(Beginning of Data supplied)

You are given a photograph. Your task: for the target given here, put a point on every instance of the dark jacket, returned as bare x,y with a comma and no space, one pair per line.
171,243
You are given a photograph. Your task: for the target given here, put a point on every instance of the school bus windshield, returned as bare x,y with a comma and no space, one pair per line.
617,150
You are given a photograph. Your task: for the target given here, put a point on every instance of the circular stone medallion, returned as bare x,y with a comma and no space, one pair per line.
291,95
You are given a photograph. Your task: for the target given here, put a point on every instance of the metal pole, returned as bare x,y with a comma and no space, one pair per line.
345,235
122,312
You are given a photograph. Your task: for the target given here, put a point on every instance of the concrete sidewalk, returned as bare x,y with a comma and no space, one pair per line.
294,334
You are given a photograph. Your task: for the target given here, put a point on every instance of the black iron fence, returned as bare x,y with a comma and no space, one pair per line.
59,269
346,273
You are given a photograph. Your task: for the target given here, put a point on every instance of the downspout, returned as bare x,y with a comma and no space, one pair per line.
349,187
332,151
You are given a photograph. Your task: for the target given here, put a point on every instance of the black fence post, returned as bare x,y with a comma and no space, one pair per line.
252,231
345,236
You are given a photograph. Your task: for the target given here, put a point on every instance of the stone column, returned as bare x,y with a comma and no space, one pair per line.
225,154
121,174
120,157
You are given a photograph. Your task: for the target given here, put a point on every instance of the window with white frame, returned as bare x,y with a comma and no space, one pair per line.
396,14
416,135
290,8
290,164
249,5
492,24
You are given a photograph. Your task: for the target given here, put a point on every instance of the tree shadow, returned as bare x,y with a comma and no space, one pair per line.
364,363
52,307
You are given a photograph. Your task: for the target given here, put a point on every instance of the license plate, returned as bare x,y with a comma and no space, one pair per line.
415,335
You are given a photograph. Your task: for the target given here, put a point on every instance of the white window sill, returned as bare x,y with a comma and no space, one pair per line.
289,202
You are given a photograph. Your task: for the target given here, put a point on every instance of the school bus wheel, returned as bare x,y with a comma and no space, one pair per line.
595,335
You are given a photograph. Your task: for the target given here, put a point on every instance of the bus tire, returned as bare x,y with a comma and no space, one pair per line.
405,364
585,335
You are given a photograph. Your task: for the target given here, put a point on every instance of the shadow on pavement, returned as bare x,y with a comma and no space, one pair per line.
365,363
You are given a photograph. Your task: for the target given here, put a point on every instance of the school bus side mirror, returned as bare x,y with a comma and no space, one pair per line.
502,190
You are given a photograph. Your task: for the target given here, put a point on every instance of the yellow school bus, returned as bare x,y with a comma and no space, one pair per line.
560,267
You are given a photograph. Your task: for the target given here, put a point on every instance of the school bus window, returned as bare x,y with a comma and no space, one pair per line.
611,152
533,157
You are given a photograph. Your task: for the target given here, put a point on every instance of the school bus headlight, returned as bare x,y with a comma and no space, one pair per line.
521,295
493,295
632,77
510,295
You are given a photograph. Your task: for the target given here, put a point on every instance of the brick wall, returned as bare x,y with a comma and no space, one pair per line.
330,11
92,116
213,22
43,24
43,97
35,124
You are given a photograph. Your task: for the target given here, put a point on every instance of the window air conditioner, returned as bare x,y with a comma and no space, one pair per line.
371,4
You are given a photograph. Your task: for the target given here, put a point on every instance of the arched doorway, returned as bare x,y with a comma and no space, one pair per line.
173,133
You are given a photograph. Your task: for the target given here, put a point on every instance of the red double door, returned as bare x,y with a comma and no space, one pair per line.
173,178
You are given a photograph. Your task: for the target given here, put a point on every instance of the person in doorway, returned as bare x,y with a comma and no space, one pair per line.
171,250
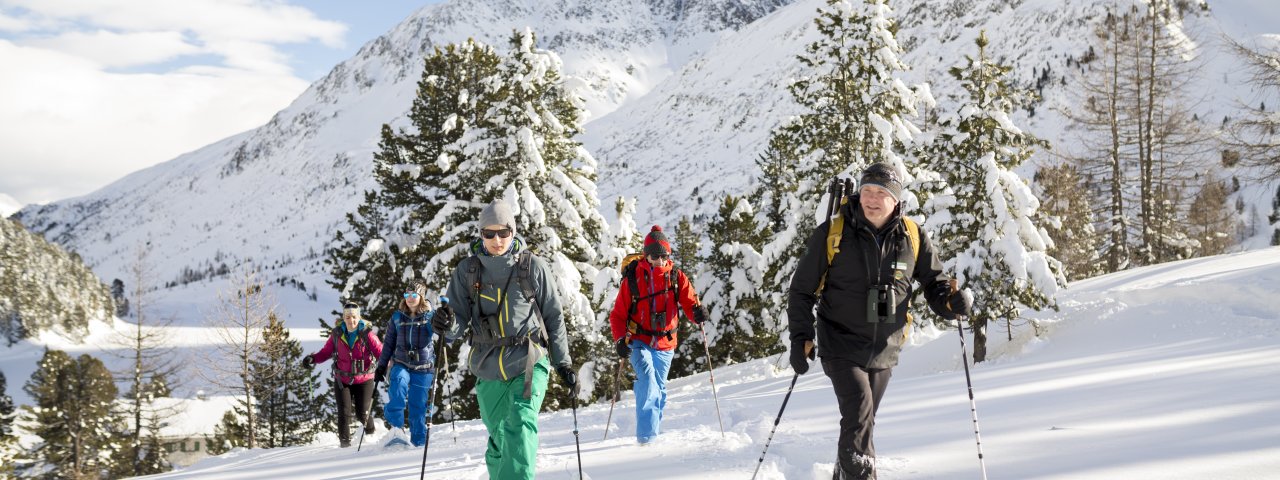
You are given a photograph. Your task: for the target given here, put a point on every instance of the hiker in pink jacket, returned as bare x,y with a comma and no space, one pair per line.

(End of Data supplied)

**Your goal:** Images stay out, but the rest of the data above must be repeated exactly.

**Response area:**
You are given a photograph. Your task: for the target given here, put a point on every instance of the dark jacket, returned as bare x,y with a comma and no space, one pair per line.
171,243
You are given a photograph. Your task: for the target given here, put a point on every instance of the school bus windshield, returned as bare x,y with a comma and no space, one pair per line.
617,150
You are given a photograph. Your task: for the target given here, put a point on every instance of the circular stone medallion, returned as bare x,y with a comma and no space, one pair per line.
291,95
You are given a photograph. Your task: for the target given here, put a point on every instance of the metal pole, returned as bare x,y with a comma and no space, one pair per line.
345,235
122,312
You are given a photograph. Your task: for the target given here, put a point on every instance of the concrete sidewalk, returned as bare x,y with a comma and no space, one pair per line.
294,334
You are given a photograph. Your task: for the target given here, put a point on every instance of the black iron fence, returned as bare x,y with a comma and no space, one pair per line.
59,269
346,273
You are given a photograph. Your task: for the target given here, put a point on every instance of the downspout, returned as bare x,y with a comma and no space, one pair per line.
349,187
332,151
You are given a photograph. Your task: for the target given here, put a point on every instance of the black fence post, returned as bare x,y with a comma and no space, one pair per line.
252,231
345,236
You are given a photograph. Your task: for the target given here, put a point on every instance of the stone column, returned as bare x,y with a comma and no space, one pair per line.
225,154
121,174
120,157
You are given a photograph. Your task: for the target given here, put a point on every instance of the window with white frame, returned as bare x,y with a comma and no space, one pair per line.
396,14
416,135
290,8
290,164
249,5
492,24
You are given a photograph. Your task: for the target given here, put a point on every instance of the tree shadow, returned as bare x,y with a comma and no space, one pair per line.
364,363
52,307
You are given a photograph. Your task: for the target given here, put a point on every instance of the license plate, returned as bare x,y with a comma and no space, one pair per line.
415,335
You are given a photograph. Your task: for the target given here, put a point on every instance of the white window sill, returned as bare x,y with a comma and no space, one pair per line.
289,202
You are given a photograph. Your task: for the target given here, put a point on every instance of the school bus wheel, returned as bare x,y with a comma and no space, one pair per line.
595,335
You are given a photograph. Your task: for the target given here, put a point on every instance of the bus tire, returned as bare x,y with a comma and no space, one pair per line.
405,364
585,335
You are given a photograph. Your task: for the target given here, put a point on every instance of the shadow on pavement, returned as bare x,y with a comma and no space, one pair per line.
365,363
You are given a photograph. Your task: for the target given here, put a point on every instance of the school bus side mirror, returned as bare x,y with a comma and no space, one pair per line.
502,190
You are given a photograph. Your task: for the target given here, put a point on every instance of the yellow school bus, returned as bare x,y with a comma and no space, one pair per line.
560,267
You are given a photograph. Your task: for the target given here, put a point on every instance of the school bus window, returned as bare x,y with a comma and no space, one pair per line.
611,152
533,157
You are given a photograph. Your task: for the target given here, put a point on every instance of the school bus headlight, returned as bare x,y with a comma and no space, one pair per line.
521,295
493,295
632,77
510,295
You are given a photograph. Your task: for the target given here, put a point on every instance of the brick wall, returned as bare x,y with a comma and no space, one pair per line.
330,11
92,116
213,22
43,24
43,97
35,124
You are given a photograph. Your task: for the target given here, put a point on every instance of the window air conditioner, returned as bare x,y with a comma and no space, one pair per line.
371,4
You are given a photograph. Your task: for the target given here, put a point on every instance of the arched doorway, returned as bare x,y with a comma and no space, one pair per line.
173,133
You are given a photograph. Your task: for the target given here, put a point on every instance of the red double door, returned as bare x,y with a comma and no space, one pair per line.
173,178
You are given a photograph. Your task: for the target given here, put a point on every instance of the person in doorway, returned as bare x,y with a comma and no space, one pair per line.
171,250
You are given a photograph. Your task: for the target given here, put a point on every instance of the hiker in pink jacket, returned as bare x,y with a comma and no space, one pair per line.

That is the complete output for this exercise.